(TASKS TO CARRY OUT):
a. In the text on estimating autocovariance, which two methods can be used to estimate the empirical autocovariance function of a time series?
b. Using the text on estimating autocovariance, explain why the autocovariance function of a time series has to be estimated from observed values.
c. Carry on the text on estimating the autocovariance function of a time series, starting after its last sentence.

── EXTRACTED TEXT

The autocovariance function of a time series is not known beforehand, and hence needs to be estimated based on the actual observed values. The least-squares method or maximum likelihood method can be used to estimate this *empirical* (or sample) autocovariance function of a time series. Let us see how!

**Least-squares estimation**

For a given stationary time series $S = [S_1,S_2,...,S_m]^T$, the least-squares estimator of the **autocovariance function** is given by

$$\
\hat{C}_{\tau} = \frac{1}{m-\tau}\sum_{i=1}^{m-\tau}(S_{i+\tau}-\mu)(S_{i}-\mu), \hspace{25px} \tau=0,1,...,m-1$$

and is an unbiased estimator $E(\hat{C}_{\tau}) = c_\tau$.

────
── GIVEN RECORDS

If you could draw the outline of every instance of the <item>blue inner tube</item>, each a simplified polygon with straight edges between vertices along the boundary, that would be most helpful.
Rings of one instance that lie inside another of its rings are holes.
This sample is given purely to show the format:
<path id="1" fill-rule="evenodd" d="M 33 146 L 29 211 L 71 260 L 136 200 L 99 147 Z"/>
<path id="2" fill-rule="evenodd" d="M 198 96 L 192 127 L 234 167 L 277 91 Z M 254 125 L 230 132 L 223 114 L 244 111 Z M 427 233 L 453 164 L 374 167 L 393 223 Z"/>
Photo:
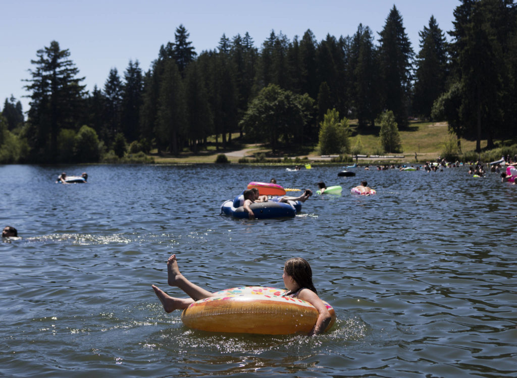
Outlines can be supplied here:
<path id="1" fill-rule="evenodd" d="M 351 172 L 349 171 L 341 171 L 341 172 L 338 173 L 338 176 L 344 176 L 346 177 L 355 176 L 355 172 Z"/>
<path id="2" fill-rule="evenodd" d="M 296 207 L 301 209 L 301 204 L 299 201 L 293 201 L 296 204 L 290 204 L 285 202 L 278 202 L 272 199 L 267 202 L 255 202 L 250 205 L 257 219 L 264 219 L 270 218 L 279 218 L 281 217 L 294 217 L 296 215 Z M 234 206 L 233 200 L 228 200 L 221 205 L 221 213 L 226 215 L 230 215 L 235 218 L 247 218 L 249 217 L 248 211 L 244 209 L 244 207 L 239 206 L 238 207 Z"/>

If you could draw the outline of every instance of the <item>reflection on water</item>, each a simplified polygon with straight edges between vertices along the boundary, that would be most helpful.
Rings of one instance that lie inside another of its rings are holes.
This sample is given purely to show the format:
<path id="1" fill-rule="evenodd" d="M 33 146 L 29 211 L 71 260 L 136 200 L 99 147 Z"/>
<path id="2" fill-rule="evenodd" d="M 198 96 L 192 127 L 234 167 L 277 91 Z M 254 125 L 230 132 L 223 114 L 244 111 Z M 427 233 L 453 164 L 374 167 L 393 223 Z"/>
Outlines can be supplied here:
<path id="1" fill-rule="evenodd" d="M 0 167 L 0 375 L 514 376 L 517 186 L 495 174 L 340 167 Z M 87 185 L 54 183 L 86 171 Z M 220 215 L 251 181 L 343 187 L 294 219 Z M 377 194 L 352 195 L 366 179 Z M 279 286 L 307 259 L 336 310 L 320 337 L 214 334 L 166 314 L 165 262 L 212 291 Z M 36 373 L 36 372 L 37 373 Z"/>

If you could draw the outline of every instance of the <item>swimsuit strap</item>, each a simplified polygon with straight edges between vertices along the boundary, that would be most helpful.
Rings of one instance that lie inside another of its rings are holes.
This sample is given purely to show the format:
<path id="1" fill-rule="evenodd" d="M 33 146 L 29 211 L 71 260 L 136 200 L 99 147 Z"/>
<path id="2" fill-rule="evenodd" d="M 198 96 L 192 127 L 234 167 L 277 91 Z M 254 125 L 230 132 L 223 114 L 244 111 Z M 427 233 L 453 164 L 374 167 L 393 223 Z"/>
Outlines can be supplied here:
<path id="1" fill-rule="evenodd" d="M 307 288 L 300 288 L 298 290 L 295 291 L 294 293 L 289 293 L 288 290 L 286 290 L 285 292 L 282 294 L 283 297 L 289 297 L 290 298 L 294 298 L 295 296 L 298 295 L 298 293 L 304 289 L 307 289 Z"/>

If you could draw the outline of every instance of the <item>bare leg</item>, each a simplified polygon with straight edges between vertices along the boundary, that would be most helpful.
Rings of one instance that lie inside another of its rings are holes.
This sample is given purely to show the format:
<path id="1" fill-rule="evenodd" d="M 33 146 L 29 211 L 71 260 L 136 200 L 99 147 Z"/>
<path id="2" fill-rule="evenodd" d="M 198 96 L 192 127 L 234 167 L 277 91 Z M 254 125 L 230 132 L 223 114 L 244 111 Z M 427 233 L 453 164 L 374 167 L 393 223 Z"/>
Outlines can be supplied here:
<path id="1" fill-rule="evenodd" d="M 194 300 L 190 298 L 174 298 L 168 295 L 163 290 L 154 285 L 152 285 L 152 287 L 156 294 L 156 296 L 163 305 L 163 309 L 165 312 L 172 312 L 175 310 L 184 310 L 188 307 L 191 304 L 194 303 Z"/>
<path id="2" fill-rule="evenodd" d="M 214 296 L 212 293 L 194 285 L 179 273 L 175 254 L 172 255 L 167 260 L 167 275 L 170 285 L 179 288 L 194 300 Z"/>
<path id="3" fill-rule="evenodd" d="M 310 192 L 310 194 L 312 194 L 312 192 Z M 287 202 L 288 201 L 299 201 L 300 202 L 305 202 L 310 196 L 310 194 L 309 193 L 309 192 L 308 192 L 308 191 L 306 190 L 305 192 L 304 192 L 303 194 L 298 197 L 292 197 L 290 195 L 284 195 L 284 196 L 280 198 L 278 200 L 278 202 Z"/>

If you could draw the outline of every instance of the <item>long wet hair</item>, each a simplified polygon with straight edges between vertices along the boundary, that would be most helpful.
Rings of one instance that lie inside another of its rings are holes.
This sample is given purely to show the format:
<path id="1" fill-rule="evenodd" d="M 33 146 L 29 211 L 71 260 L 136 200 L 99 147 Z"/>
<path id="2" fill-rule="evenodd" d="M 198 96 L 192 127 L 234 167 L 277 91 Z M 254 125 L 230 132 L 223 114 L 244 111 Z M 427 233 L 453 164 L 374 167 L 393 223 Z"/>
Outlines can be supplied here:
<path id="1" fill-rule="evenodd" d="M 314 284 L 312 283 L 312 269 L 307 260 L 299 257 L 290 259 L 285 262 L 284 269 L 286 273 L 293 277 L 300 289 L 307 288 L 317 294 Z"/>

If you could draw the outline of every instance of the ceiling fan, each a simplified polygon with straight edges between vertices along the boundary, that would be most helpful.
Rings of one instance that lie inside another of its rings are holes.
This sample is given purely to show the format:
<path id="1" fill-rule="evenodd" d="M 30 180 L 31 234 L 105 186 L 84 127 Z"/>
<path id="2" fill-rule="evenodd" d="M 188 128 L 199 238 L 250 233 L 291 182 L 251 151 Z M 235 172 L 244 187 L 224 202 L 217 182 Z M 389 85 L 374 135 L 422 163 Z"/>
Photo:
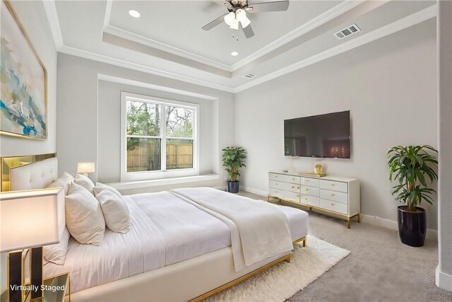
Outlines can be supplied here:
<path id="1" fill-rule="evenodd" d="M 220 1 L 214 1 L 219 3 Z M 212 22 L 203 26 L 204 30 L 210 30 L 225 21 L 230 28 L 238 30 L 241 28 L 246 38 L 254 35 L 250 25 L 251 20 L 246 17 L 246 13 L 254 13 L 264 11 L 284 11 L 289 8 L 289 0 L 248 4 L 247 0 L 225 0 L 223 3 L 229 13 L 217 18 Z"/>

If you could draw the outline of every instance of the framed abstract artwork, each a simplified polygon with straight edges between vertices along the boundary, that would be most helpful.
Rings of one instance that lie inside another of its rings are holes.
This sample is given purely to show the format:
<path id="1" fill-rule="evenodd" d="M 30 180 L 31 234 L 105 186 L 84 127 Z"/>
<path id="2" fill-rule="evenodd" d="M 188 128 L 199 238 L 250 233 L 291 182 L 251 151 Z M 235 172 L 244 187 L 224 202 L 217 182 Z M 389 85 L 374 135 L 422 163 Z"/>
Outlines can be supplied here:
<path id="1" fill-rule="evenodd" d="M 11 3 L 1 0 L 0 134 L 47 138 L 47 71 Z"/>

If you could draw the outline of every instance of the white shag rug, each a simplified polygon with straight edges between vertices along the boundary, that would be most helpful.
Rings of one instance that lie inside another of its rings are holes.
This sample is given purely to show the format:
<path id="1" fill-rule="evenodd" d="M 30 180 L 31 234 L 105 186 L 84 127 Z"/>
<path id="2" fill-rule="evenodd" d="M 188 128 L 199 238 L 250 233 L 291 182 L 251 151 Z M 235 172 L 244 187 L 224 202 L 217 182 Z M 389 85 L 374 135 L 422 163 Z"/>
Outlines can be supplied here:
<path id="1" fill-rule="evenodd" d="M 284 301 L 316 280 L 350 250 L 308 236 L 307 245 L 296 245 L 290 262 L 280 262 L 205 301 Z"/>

────

(IN RESPONSE):
a. The least-squares method or the maximum likelihood method can be used.

b. The autocovariance function of a time series is not known beforehand. It therefore has to be estimated from the actual observed values of the series.

c.
The least-squares estimator of **autocorrelation** (also called empirical autocorrelation function) is then

$$
\hat{R}_{\tau}=\frac{1}{m-\tau}\sum_{i=1}^{m-\tau}S_{i+\tau} S_{i}, \hspace{25px} \tau=0,1,...,m-1
$$

**Maximum likelihood estimation**

The maximum likelihood estimator of **autocovariance** is given by

$$
\hat{C}_{\tau} = \frac{1}{m}\sum_{i=1}^{m-\tau}(S_{i+\tau}-\mu)(S_i-\mu), \hspace{25px} \tau=0,1,...,m-1
$$

Note that this is a biased estimator, $\mathbb{E}(\hat{C}_{\tau})\neq c_{\tau}$.

Similarly, the maximum likelihood estimate of the autocorrelation follows as:

$$
\hat{R}_{\tau}=\frac{1}{m}\sum_{i=1}^{m-\tau}S_{i+\tau} S_{i}, \hspace{25px} \tau=0,1,...,m-1
$$

Note practically, for large $m$, and not too large $\tau$, there is little difference in using $\frac{1}{m-\tau}$ and $\frac{1}{m}$.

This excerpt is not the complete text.